EXTRACTED MATERIAL: Begin

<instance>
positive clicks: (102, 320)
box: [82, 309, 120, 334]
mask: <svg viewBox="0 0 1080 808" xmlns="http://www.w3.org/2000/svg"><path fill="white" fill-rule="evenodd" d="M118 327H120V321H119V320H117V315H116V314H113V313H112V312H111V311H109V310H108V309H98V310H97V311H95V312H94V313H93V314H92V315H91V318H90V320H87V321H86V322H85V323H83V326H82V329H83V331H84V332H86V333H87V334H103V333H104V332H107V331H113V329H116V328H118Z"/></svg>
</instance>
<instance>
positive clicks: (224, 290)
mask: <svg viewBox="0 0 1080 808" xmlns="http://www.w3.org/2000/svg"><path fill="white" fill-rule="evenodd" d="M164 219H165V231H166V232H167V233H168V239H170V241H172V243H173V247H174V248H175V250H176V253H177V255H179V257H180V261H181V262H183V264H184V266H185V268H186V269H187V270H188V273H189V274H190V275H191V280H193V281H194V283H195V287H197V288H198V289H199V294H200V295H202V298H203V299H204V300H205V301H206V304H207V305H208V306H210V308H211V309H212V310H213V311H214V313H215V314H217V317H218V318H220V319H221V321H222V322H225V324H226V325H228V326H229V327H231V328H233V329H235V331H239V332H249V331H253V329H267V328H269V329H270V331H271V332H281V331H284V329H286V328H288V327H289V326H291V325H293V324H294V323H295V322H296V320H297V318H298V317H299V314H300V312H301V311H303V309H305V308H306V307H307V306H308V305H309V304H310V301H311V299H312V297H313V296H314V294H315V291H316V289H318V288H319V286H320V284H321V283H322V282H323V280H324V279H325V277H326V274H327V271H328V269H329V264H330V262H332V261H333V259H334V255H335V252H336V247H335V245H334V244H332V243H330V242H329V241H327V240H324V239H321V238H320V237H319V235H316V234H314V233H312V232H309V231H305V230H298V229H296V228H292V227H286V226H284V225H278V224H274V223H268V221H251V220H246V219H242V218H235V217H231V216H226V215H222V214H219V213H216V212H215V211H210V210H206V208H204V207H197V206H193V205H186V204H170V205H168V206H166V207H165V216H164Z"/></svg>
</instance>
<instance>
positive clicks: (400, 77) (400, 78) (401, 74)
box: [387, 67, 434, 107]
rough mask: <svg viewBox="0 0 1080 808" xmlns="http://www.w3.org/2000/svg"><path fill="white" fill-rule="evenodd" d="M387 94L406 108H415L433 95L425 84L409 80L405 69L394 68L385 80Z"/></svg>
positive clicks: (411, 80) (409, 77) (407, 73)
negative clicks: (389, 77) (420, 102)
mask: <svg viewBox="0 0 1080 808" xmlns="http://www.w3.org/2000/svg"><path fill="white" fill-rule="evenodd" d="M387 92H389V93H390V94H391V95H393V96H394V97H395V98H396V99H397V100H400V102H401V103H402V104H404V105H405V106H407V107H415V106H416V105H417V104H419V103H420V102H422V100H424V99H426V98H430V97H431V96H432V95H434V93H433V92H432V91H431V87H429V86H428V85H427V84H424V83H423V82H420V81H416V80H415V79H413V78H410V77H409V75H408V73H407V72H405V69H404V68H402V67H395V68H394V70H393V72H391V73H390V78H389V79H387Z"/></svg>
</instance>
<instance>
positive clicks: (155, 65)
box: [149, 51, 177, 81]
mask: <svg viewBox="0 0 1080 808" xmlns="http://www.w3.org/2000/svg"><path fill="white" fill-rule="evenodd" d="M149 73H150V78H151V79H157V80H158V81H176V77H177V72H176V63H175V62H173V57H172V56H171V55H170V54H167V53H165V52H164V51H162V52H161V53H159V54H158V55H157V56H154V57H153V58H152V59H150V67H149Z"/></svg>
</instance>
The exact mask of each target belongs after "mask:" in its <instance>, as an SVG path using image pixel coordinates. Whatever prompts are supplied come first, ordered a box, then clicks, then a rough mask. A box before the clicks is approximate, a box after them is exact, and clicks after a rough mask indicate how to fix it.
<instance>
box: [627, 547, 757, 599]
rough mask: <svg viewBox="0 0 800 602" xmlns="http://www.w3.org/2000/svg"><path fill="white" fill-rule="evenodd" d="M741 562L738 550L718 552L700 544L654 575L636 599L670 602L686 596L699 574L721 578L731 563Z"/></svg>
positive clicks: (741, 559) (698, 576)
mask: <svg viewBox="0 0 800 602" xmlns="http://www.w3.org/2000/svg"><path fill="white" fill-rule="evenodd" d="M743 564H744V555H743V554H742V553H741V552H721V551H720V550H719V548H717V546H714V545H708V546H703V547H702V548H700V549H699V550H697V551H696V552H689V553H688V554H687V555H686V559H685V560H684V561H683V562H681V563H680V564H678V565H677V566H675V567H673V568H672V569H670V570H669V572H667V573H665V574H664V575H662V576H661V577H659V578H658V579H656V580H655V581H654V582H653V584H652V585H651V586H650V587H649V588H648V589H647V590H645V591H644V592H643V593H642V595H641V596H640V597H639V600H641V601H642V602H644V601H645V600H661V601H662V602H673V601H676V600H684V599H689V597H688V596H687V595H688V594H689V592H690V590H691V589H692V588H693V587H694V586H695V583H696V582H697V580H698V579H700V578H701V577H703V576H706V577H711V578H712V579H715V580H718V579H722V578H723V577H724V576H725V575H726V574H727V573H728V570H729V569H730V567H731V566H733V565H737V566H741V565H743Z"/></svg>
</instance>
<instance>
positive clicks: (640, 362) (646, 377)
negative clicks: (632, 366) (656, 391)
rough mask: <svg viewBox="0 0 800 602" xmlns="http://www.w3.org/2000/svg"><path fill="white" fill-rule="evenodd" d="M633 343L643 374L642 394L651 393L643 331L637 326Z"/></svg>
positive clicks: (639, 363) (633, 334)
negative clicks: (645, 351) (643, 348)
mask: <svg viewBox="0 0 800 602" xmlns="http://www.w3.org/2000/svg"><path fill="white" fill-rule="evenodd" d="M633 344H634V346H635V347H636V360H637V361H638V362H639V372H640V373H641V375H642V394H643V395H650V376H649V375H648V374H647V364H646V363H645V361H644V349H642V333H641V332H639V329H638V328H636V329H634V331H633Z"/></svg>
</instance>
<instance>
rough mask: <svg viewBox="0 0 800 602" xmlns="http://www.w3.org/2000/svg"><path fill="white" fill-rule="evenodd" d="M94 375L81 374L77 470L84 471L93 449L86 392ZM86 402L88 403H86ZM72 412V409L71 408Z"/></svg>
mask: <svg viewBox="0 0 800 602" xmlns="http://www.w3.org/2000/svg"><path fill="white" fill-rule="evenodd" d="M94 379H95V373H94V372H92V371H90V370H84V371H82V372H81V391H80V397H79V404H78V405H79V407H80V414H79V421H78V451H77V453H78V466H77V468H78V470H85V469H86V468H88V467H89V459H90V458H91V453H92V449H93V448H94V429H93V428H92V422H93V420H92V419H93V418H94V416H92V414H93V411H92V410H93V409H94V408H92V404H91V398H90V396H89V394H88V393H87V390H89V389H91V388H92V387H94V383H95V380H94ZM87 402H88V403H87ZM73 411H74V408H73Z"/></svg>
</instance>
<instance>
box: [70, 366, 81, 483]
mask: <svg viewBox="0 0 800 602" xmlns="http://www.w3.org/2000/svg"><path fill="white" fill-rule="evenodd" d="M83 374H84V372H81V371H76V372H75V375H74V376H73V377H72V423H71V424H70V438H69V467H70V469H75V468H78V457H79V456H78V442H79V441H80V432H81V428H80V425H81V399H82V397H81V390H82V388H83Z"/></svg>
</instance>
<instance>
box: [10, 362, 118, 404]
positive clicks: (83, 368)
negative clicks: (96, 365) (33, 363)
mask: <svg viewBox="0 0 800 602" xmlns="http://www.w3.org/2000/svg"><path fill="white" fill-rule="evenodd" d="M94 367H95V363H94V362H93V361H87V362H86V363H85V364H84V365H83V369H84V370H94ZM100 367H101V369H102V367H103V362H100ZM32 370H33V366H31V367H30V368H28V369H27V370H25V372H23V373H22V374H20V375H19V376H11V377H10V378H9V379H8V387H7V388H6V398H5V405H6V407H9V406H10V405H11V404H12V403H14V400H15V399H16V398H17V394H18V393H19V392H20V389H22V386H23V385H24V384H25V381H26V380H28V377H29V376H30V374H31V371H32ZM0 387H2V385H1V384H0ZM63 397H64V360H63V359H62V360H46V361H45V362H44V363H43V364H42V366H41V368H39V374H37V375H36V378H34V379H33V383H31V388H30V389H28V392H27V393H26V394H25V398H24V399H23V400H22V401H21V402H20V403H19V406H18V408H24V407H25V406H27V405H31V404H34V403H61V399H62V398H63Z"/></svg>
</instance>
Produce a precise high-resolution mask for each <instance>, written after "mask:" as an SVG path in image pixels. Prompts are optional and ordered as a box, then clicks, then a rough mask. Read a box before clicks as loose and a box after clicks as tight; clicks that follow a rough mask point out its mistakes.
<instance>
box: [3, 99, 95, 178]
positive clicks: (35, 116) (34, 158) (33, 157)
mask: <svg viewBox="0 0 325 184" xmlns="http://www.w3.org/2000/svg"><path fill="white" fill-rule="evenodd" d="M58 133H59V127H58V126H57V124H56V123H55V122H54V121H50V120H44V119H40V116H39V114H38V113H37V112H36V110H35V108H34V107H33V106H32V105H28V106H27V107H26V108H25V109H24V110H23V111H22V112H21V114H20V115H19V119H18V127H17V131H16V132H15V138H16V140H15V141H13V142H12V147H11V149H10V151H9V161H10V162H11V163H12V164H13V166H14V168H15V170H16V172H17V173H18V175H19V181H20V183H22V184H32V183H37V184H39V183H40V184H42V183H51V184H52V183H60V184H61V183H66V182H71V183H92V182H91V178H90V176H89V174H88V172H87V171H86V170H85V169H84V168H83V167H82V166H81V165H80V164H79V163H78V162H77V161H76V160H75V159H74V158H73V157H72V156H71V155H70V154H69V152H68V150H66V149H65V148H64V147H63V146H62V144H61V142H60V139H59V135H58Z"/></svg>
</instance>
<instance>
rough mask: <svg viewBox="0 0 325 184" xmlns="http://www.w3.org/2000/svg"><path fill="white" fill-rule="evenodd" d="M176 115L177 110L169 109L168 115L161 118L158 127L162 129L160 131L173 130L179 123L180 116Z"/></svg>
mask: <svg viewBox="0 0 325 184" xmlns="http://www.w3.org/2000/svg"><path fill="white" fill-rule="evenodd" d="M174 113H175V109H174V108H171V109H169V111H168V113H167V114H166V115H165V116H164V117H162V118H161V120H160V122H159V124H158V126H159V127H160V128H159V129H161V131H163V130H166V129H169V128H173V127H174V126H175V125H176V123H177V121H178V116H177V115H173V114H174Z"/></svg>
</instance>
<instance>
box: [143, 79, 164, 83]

EXTRACTED MATERIAL: End

◆ TRY IT ◆
From the records above, quote only the lines running from the line with "positive clicks: (400, 77)" to the line with "positive clicks: (411, 80)", both lines included.

◆ ANSWER FOR THIS EXERCISE ◆
positive clicks: (400, 77) (400, 78) (401, 74)
box: [387, 67, 434, 107]
rough mask: <svg viewBox="0 0 1080 808" xmlns="http://www.w3.org/2000/svg"><path fill="white" fill-rule="evenodd" d="M387 94L406 108H415L433 95L425 84L409 80L405 69L394 68L385 80Z"/></svg>
positive clicks: (411, 80) (409, 77) (407, 73)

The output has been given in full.